━━━ DATASET EXCERPTS

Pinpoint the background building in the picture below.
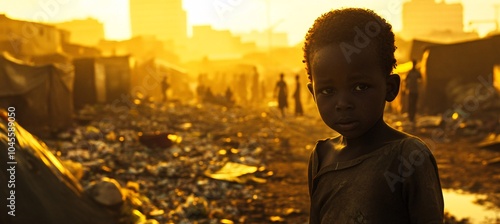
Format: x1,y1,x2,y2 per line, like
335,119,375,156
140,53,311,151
130,0,187,45
54,18,104,46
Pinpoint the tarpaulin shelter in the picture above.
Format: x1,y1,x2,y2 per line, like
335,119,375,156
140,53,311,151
73,58,106,110
131,58,189,98
98,55,132,103
410,39,443,61
73,56,132,109
419,35,500,114
0,109,118,224
0,54,74,135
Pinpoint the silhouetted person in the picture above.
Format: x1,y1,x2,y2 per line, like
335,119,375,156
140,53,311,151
274,73,288,117
161,76,170,102
405,60,422,122
293,75,304,116
225,87,234,105
251,67,261,105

━━━━━━

AIM -
Reproduce the listing above line for line, without changing a word, and omit the pictures.

RESULT OF THE TASK -
Pinpoint the background building in the picture below.
Format: x1,y1,x2,y2 per line, like
335,119,375,156
140,53,311,151
130,0,187,45
54,18,104,46
Pinpoint the tarpaulin shelter in the picture above.
Format: x1,y1,x2,y2 per line, like
335,119,375,156
140,53,311,151
73,58,106,110
131,58,189,98
98,55,132,103
410,39,443,61
73,56,132,109
419,35,500,114
0,109,118,224
0,54,74,135
Pinpoint the silhouetted person in the picture above.
Format: x1,y1,x2,y2 per line, like
335,119,375,156
140,53,311,151
274,73,288,117
161,76,170,102
405,60,422,122
293,75,304,116
225,87,234,105
251,67,261,105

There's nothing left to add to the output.